The copy must match the data below line for line and contain no images.
═════ Source data ═════
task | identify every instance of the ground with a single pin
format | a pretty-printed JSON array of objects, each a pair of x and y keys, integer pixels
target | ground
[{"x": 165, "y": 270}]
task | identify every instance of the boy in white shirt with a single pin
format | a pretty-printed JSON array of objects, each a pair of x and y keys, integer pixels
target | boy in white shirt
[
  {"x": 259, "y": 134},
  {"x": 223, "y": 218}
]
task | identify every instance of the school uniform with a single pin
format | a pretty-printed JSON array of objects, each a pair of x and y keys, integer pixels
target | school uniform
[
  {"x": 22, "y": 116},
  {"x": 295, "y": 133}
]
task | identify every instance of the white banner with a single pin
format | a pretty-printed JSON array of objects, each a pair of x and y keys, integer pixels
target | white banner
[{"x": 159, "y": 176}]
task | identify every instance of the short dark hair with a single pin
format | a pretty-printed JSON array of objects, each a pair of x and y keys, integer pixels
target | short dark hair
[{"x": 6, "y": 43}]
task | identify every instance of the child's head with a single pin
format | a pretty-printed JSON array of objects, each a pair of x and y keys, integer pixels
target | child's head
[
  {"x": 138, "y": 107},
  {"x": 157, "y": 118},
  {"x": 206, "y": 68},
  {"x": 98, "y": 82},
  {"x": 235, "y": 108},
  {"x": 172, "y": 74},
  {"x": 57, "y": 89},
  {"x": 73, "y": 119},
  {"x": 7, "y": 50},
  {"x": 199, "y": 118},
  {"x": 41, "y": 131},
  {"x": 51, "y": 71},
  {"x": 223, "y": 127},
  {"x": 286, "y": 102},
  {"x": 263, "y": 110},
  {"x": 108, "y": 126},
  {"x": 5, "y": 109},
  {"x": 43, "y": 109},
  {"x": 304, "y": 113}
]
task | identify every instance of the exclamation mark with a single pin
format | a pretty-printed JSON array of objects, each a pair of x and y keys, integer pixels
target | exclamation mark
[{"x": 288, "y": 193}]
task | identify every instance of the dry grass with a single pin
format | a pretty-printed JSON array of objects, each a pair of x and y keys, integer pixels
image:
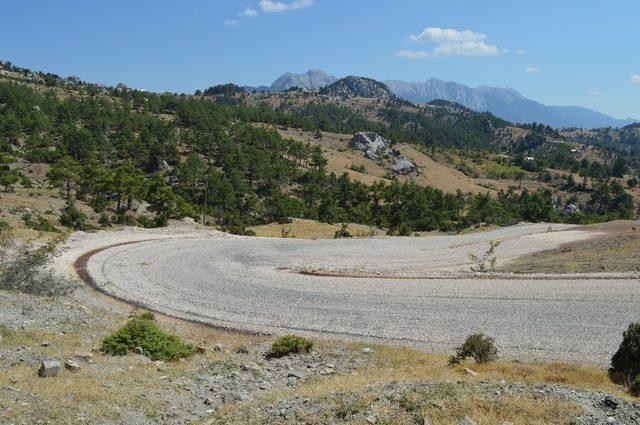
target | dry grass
[
  {"x": 616, "y": 253},
  {"x": 450, "y": 399},
  {"x": 107, "y": 384},
  {"x": 311, "y": 229}
]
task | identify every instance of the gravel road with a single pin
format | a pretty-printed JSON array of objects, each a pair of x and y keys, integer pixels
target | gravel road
[{"x": 246, "y": 283}]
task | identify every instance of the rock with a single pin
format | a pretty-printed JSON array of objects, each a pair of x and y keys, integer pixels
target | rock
[
  {"x": 49, "y": 368},
  {"x": 470, "y": 372},
  {"x": 296, "y": 374},
  {"x": 371, "y": 144},
  {"x": 440, "y": 405},
  {"x": 264, "y": 386},
  {"x": 401, "y": 165},
  {"x": 87, "y": 357},
  {"x": 71, "y": 365},
  {"x": 610, "y": 403},
  {"x": 467, "y": 421},
  {"x": 164, "y": 166},
  {"x": 353, "y": 86}
]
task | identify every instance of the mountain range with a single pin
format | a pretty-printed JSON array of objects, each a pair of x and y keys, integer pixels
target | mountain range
[{"x": 505, "y": 103}]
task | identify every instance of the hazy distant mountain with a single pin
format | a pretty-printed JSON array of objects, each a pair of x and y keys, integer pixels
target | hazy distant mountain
[
  {"x": 358, "y": 86},
  {"x": 505, "y": 103},
  {"x": 310, "y": 80}
]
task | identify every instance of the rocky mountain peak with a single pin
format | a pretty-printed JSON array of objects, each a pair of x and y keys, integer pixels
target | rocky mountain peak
[
  {"x": 353, "y": 86},
  {"x": 310, "y": 80}
]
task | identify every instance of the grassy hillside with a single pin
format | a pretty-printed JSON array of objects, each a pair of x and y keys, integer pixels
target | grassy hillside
[{"x": 92, "y": 156}]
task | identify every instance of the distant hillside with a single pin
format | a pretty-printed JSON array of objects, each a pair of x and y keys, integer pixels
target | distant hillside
═════
Result:
task | identify every instance of the ground with a single pin
format | a pretty-printed JSON array of objects, each a pair of x and y keys, integer pixels
target | ground
[{"x": 165, "y": 270}]
task | identify every instance of the boy in white shirt with a single pin
format | a pretty-printed JSON array of objects, each a pair of x and y keys, integer pixels
target | boy in white shirt
[
  {"x": 259, "y": 134},
  {"x": 223, "y": 218}
]
task | identify every instance of the school uniform with a single pin
format | a pretty-printed JSON array of objects, each a pair of x and y keys, integer pixels
target | school uniform
[
  {"x": 22, "y": 116},
  {"x": 295, "y": 133}
]
task | identify every instance of the white banner with a single pin
format | a pretty-printed JSON array of objects, each a pair of x and y keys, integer pixels
target | white banner
[{"x": 159, "y": 176}]
task | identify every instance of the short dark hair with a single pin
format | a pretty-printed JSON array of objects, each a pair of x and y keys, integer pixels
target | short dark hair
[{"x": 6, "y": 43}]
task | identify every instance of the child's head with a single pin
format | a pretty-printed JSON array of objects, each a pair of x and y keys, integer pixels
target | child's head
[
  {"x": 138, "y": 107},
  {"x": 157, "y": 118},
  {"x": 206, "y": 68},
  {"x": 98, "y": 82},
  {"x": 235, "y": 108},
  {"x": 172, "y": 74},
  {"x": 57, "y": 89},
  {"x": 73, "y": 119},
  {"x": 7, "y": 50},
  {"x": 199, "y": 118},
  {"x": 41, "y": 131},
  {"x": 51, "y": 71},
  {"x": 223, "y": 127},
  {"x": 286, "y": 102},
  {"x": 263, "y": 110},
  {"x": 108, "y": 126},
  {"x": 5, "y": 109},
  {"x": 43, "y": 109},
  {"x": 304, "y": 113}
]
task | identify every instance of the exclamation mark with a single pin
format | a pretty-printed JSON array of objects, each a pair of x and y keys, integer pixels
target | exclamation mark
[{"x": 288, "y": 193}]
task | identify every instance of the dry grass with a single pin
format | a pretty-printed JSON array of objects, each a pair of x and y keys, integer pixels
image:
target | dry grass
[
  {"x": 616, "y": 253},
  {"x": 450, "y": 399},
  {"x": 107, "y": 384},
  {"x": 311, "y": 229}
]
task | identify every instance of the gravel road with a single pin
format | a pretty-printed JSON array of objects, each a pair of x and y keys, integer pixels
target | gravel road
[{"x": 246, "y": 283}]
task | identify every instance of the rock with a single pin
format | a pretty-printed JSON array of objects, each a pair of x and y keys, integer pixels
target | rock
[
  {"x": 49, "y": 368},
  {"x": 470, "y": 372},
  {"x": 296, "y": 374},
  {"x": 371, "y": 144},
  {"x": 440, "y": 405},
  {"x": 264, "y": 386},
  {"x": 401, "y": 165},
  {"x": 87, "y": 357},
  {"x": 71, "y": 365},
  {"x": 610, "y": 403},
  {"x": 467, "y": 421},
  {"x": 164, "y": 166},
  {"x": 353, "y": 86}
]
task | identify every instance of the mountain range with a single pin
format | a pretty-printed JSON array of objects, each a pair of x and y keys, integer pixels
target | mountain range
[{"x": 505, "y": 103}]
task | identify every instance of the hazy distant mountain with a single pin
format | a pretty-printed JSON array of objects, each a pair of x and y keys, integer pixels
target | hazy distant mountain
[
  {"x": 358, "y": 86},
  {"x": 505, "y": 103},
  {"x": 310, "y": 80}
]
task | identify every instance of the rocky mountain peak with a single pin
format | a pretty-printed JSON array of objects, each a pair of x and y keys, integer pixels
target | rocky mountain peak
[
  {"x": 353, "y": 86},
  {"x": 310, "y": 80}
]
task | identify every instance of the grassy hillside with a single pin
format | a pretty-printed JSON array of objects, each a pair of x and y keys, integer pixels
target | grassy hillside
[{"x": 92, "y": 156}]
task | identify every instance of the distant hillside with a single pin
format | a pretty-printed JSON array of objects, each a pair of x and y keys, integer pixels
target | distant hillside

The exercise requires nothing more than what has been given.